# INFORMATION SUPPLIED
^^^^^^^^^^^^^^^^
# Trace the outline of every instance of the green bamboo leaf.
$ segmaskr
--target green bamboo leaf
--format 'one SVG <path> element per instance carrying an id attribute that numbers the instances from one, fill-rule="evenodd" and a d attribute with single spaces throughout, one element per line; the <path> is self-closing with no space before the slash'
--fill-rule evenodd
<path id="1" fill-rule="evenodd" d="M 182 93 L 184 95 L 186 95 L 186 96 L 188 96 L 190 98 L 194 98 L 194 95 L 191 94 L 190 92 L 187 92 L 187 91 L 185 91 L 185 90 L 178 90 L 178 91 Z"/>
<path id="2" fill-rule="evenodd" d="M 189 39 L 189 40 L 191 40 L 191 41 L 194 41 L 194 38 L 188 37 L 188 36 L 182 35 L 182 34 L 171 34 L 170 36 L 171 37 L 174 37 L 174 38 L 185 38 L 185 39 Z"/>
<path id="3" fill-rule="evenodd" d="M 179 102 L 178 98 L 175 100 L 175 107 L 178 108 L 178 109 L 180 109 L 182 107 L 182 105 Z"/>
^^^^^^^^^^^^^^^^
# WRITTEN EXERCISE
Can you write out the entries above again with every "green bamboo leaf" swapped for "dry bamboo leaf" and everything else left unchanged?

# FINISHED ANSWER
# Trace the outline of every instance of the dry bamboo leaf.
$ segmaskr
--target dry bamboo leaf
--format 'one SVG <path> element per instance carrying an id attribute that numbers the instances from one, fill-rule="evenodd" and a d attribute with single spaces throughout, one element per line; the <path> is self-closing with no space before the slash'
--fill-rule evenodd
<path id="1" fill-rule="evenodd" d="M 182 93 L 184 95 L 186 95 L 186 96 L 188 96 L 190 98 L 194 98 L 194 95 L 191 94 L 190 92 L 187 92 L 187 91 L 185 91 L 185 90 L 178 90 L 178 91 Z"/>
<path id="2" fill-rule="evenodd" d="M 189 39 L 189 40 L 191 40 L 191 41 L 194 41 L 194 38 L 188 37 L 188 36 L 182 35 L 182 34 L 171 34 L 170 36 L 171 37 L 174 37 L 174 38 L 185 38 L 185 39 Z"/>
<path id="3" fill-rule="evenodd" d="M 179 102 L 178 98 L 175 100 L 175 107 L 178 108 L 178 109 L 180 109 L 182 107 L 182 105 Z"/>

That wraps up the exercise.